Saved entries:
◇ ◇ ◇
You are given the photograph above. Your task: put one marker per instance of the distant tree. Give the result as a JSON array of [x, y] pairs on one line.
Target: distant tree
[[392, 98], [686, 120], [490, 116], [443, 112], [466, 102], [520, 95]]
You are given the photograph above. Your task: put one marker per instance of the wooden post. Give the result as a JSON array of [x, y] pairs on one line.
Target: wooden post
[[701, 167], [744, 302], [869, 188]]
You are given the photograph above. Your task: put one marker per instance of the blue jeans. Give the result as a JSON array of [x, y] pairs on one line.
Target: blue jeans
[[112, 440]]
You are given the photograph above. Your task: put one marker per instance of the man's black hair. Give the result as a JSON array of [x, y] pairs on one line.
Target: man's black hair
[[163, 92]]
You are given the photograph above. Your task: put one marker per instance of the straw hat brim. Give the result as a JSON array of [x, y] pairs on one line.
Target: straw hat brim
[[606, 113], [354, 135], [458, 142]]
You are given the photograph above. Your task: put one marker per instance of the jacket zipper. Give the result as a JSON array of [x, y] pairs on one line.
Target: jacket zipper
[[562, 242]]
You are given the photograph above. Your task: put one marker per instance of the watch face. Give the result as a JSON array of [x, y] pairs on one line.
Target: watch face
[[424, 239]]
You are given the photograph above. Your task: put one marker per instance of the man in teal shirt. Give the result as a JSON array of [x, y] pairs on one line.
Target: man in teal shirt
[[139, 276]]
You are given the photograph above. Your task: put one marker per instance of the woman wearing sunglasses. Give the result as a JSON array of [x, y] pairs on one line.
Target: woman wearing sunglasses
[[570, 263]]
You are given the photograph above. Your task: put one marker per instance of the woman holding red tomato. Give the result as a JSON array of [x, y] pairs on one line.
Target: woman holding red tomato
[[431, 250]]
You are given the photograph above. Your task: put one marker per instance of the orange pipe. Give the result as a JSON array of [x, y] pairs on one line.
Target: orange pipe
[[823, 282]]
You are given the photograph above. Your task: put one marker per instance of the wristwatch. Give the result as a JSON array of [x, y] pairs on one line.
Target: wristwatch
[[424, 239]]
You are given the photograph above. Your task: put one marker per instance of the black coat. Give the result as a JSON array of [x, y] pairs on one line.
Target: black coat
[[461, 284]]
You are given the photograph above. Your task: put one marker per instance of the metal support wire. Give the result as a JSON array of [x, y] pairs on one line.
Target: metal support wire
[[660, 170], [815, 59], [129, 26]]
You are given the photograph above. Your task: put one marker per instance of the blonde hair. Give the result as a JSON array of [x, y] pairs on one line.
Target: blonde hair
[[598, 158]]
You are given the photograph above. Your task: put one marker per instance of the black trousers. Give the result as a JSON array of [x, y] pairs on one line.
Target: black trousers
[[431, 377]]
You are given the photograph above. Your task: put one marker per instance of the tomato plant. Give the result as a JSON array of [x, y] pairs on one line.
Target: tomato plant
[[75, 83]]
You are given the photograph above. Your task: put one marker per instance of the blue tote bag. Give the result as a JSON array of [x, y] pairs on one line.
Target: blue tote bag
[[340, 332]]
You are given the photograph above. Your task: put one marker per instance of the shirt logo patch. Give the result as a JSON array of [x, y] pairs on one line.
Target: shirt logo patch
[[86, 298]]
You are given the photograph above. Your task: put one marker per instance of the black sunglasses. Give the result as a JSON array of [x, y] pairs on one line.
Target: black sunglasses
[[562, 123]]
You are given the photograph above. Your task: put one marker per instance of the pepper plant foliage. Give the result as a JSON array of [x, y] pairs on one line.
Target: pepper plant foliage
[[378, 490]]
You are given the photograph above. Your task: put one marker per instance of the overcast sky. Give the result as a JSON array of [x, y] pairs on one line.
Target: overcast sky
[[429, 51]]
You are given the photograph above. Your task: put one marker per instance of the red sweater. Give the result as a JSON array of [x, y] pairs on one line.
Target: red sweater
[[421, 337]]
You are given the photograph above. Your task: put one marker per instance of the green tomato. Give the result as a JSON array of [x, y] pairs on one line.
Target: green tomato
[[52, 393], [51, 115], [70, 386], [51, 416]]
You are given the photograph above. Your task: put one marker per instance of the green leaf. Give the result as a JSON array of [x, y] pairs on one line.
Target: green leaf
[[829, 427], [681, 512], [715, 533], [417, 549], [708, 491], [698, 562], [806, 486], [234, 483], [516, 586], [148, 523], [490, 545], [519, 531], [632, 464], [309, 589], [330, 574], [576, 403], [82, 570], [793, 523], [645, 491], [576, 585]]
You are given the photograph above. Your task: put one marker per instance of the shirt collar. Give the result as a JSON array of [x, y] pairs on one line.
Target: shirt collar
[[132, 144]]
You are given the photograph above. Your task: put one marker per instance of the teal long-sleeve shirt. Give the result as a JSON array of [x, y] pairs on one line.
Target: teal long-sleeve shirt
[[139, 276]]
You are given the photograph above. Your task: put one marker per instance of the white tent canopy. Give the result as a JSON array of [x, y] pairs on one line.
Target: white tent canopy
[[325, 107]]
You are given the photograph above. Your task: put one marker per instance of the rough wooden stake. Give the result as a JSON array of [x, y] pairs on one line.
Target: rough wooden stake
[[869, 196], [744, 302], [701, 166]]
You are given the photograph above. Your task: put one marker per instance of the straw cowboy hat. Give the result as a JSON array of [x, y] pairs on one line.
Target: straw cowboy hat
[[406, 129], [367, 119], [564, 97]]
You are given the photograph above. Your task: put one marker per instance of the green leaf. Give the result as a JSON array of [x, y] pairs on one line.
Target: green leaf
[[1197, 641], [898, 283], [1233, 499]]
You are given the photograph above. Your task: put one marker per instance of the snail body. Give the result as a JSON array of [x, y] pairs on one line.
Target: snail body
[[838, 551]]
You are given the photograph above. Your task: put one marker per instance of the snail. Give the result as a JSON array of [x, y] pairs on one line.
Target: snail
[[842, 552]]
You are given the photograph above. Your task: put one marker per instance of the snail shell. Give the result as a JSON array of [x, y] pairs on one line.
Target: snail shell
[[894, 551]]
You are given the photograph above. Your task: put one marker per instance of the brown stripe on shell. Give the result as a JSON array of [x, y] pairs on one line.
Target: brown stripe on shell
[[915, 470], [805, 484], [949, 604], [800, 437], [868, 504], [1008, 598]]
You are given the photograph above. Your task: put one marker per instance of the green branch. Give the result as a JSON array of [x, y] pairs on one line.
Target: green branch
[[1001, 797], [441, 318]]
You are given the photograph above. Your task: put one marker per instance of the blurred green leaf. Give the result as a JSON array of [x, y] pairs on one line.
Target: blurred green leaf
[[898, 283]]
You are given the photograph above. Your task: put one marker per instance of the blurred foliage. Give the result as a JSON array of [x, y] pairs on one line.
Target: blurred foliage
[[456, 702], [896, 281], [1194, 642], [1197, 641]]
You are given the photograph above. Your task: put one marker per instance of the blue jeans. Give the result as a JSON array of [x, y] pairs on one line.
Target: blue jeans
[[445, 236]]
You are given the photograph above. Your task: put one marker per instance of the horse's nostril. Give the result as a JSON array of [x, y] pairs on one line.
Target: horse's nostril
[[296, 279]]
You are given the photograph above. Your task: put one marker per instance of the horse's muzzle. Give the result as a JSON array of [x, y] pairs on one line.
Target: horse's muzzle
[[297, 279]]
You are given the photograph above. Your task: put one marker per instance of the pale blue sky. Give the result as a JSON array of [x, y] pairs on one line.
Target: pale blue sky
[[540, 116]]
◇ ◇ ◇
*What is expected:* Turn each line of the listing above into a JSON list of strings, one string per line, leaving out blank lines.

*Written answer:*
[
  "You are given the photograph above. Your task: put one marker per instance of the distant tree. Give the result as a JSON array of [x, y] pairs on one line.",
  "Target: distant tree",
  "[[392, 98], [686, 120], [490, 116], [443, 112], [466, 102], [520, 95]]",
  "You are given the photograph above. Your task: put one marker per instance of the wooden post. Give the result as a JSON array of [x, y] pairs on one line.",
  "Target: wooden post",
  "[[701, 167], [744, 302], [869, 188]]",
  "You are given the photograph above. Your task: put one marker per instance of the blue jeans. Give the result as a JSON array of [x, y] pairs on one line.",
  "Target: blue jeans",
  "[[112, 440]]",
  "You are given the photograph above. Your task: put one marker per instance of the man's black hair. Give the result as a JSON array of [x, y] pairs on one line.",
  "Target: man's black hair",
  "[[163, 92]]",
  "You are given the photograph above. Your task: put one marker per instance of the straw hat brim. Give the result as a JSON array of [x, y] pairs on one line.",
  "Target: straw hat brim",
  "[[606, 113], [354, 135], [458, 142]]",
  "You are given the photograph above. Your task: put one marker per instance of the jacket zipper. Give the result as a JSON array of [x, y] pairs on one line.",
  "Target: jacket zipper",
  "[[562, 242]]",
  "You are given the photograph above. Your task: put one marker per instance of the watch face. Give the result as a JSON array of [x, y] pairs on one line.",
  "Target: watch face",
  "[[424, 239]]",
  "You are given the photograph above. Your task: put one marker per instance of the man in teal shirt. Give the result as a JSON array of [x, y] pairs on one line.",
  "Target: man in teal shirt",
  "[[139, 276]]",
  "You are given the photograph above. Your task: put one marker per instance of the woman wearing sunglasses. Give the result as a JSON array of [x, y] pairs on one line.",
  "Target: woman wearing sunglasses",
  "[[570, 263]]",
  "You are given the photograph above. Your task: put one marker per instance of the woman holding red tomato. Give the result as a JSON array of [x, y] pairs on one line.",
  "Target: woman holding red tomato",
  "[[431, 250]]",
  "You are given the photograph above. Your task: put one marker per instance of the orange pipe. Give the result as a JSON array of [x, y] pairs on one line.",
  "Target: orange pipe",
  "[[823, 282]]",
  "You are given the photograph above. Your task: put one marker per instance of the wristwatch. Give the result as a JSON array of [x, y] pairs on one line.",
  "Target: wristwatch",
  "[[424, 239]]",
  "You are given the photograph above. Your task: put one marker per instance of the black coat. Give the result as a JSON array of [x, y] pairs on one line.",
  "Target: black coat",
  "[[461, 284]]",
  "You are given the photograph above. Your task: put one marker per instance of the metal support wire. Give the result as a JSON array of [x, y] pairs on one line.",
  "Target: metal support wire",
  "[[660, 170], [815, 59], [129, 26]]",
  "You are given the photograph above. Your task: put one marker per instance of the blonde hair. Give the result as a JSON array of [x, y] pairs on one line.",
  "Target: blonde hair",
  "[[598, 158]]",
  "You are given the photograph above. Your task: put one marker per instance of the black trousers. Give the result as a JSON array of [x, y] pairs on one line.",
  "Target: black trousers",
  "[[431, 377]]",
  "You are given the photograph above. Your task: put one marker per instance of the tomato plant. Give the result as a JSON array of [x, y] pairs on one line.",
  "Target: tomato plant",
  "[[75, 83]]",
  "You are given the photograph above. Your task: put one marker per instance of the blue tote bag. Give the result as a JSON array of [x, y] pairs on one line.",
  "Target: blue tote bag",
  "[[340, 332]]",
  "You are given the photograph above. Your task: put one marker per instance of the shirt logo patch. Give the result as a JSON array of [x, y] pairs on one line.",
  "Target: shirt logo patch",
  "[[86, 298]]",
  "You are given the photograph above. Your task: put one marker per instance of the black sunglasses. Give the result as a JSON array of [x, y] pairs on one line.",
  "Target: black sunglasses",
  "[[562, 123]]",
  "You are given the photograph above. Your task: put one marker per instance of the pepper plant foliage. Give the result as a JSON array of [x, y] pairs on one line.",
  "Target: pepper plant foliage",
  "[[378, 490]]",
  "You are given the photograph above. Your task: put one marker per instance of the overcast sky. Give the result as a JSON array of [x, y] pairs on one line.",
  "Target: overcast sky",
  "[[429, 51]]",
  "You are given the photograph above. Your task: put one marker per instance of the red sweater. Give the result as a JSON array of [x, y] pairs on one line.",
  "Target: red sweater",
  "[[421, 337]]",
  "You are given the photograph above. Your task: put one marker per instance of the green tomato. Give the result as a JSON array of [x, y] pairs on one line.",
  "Target: green tomato",
  "[[52, 393], [51, 115], [70, 386], [51, 416]]",
  "You are given the photograph above. Your task: put one marker per instance of the green leaf. Give the result as a JSON array of [x, y] pairs on one line.",
  "Target: green leaf",
  "[[829, 427], [681, 512], [715, 533], [417, 549], [708, 491], [698, 562], [806, 486], [234, 483], [516, 586], [148, 523], [490, 545], [519, 531], [632, 464], [309, 589], [330, 574], [576, 403], [82, 570], [793, 523], [645, 491], [576, 585]]",
  "You are given the photograph above. Your task: put one marker per instance of the shirt collar. Give the result as a JSON array of [x, y] pairs on one line.",
  "Target: shirt collar",
  "[[132, 144]]",
  "You are given the photograph above. Your task: put one marker per instance of the teal long-sleeve shirt. Give the result as a JSON array of [x, y] pairs on one line.",
  "Target: teal long-sleeve shirt",
  "[[139, 276]]",
  "You are given the photograph above. Your task: put one marker per instance of the white tent canopy. Give the result as a JSON array of [x, y] pairs on one line.",
  "Target: white tent canopy",
  "[[325, 107]]",
  "You are given the photograph above. Your task: put one marker per instance of the rough wooden stake. Give the result as a JSON array of [x, y] pairs on one line.",
  "Target: rough wooden stake",
  "[[869, 196], [744, 302], [701, 166]]",
  "You are given the photograph above. Your task: put one marker per instance of the straw cowboy hat. Give the result as a JSON array of [x, y] pairs on one line.",
  "Target: straw cowboy hat",
  "[[406, 129], [367, 119], [564, 97]]",
  "You are given the photograph above. Your task: put one marker per instance of the green leaf. Give the result as a JSON array of [x, y] pairs on one line.",
  "Target: green leaf",
  "[[1197, 641], [898, 283], [1233, 499]]",
  "You are given the photograph above. Your task: put one marker per instance of the snail body. Give the result as a JSON array of [x, y] pairs on one line.",
  "Target: snail body",
  "[[838, 551]]",
  "You are given the photograph above. Your task: put one marker per instance of the snail. Give the result as a JSON array of [x, y] pairs on one line.",
  "Target: snail",
  "[[842, 552]]",
  "You are given the photograph above. Your task: put one marker per instance of the snail shell. Give the result as a JSON array of [x, y] pairs on one line.",
  "Target: snail shell",
  "[[894, 551]]",
  "You are given the photograph above. Your task: put one marker per instance of the brown stripe on shell. Give the result as a JSON array of [x, y] pairs on one line.",
  "Target: brown stripe on shell",
  "[[915, 470], [805, 484], [949, 604], [800, 437], [868, 504], [1008, 598]]",
  "You are given the photograph above. Your task: put one marker per instance of the green branch. Give the result as a JSON array of [x, y] pairs on one line.",
  "Target: green branch",
  "[[1001, 797], [441, 318]]",
  "You are given the photograph above. Your task: put one marker per instance of the blurred green leaf. Give the result as a JSON array of [x, y] pairs on one line.",
  "Target: blurred green leaf",
  "[[898, 283]]",
  "You are given the photograph above. Your task: put one marker per instance of the blurred foliage. Give the result as a JSON array of [x, y] pairs on one line.",
  "Target: blurred foliage",
  "[[456, 702], [896, 281], [1194, 642], [1197, 641]]",
  "You are given the photograph above. Your task: put one marker per instance of the blue jeans. Give the result as a JSON array of [x, y] pairs on one line.",
  "Target: blue jeans",
  "[[445, 236]]",
  "You are given the photograph above. Your task: put one marker per instance of the horse's nostril. Give the result as a JSON array of [x, y] pairs on one line.",
  "Target: horse's nostril",
  "[[296, 279]]",
  "You are given the photograph above. Your task: put one marker per instance of the horse's muzzle. Give the result as a JSON array of [x, y] pairs on one line.",
  "Target: horse's muzzle",
  "[[297, 279]]",
  "You are given the photograph above. Your task: put one marker per instance of the pale blue sky. Give the result as a JSON array of [x, y] pairs on one line.",
  "Target: pale blue sky",
  "[[540, 116]]"
]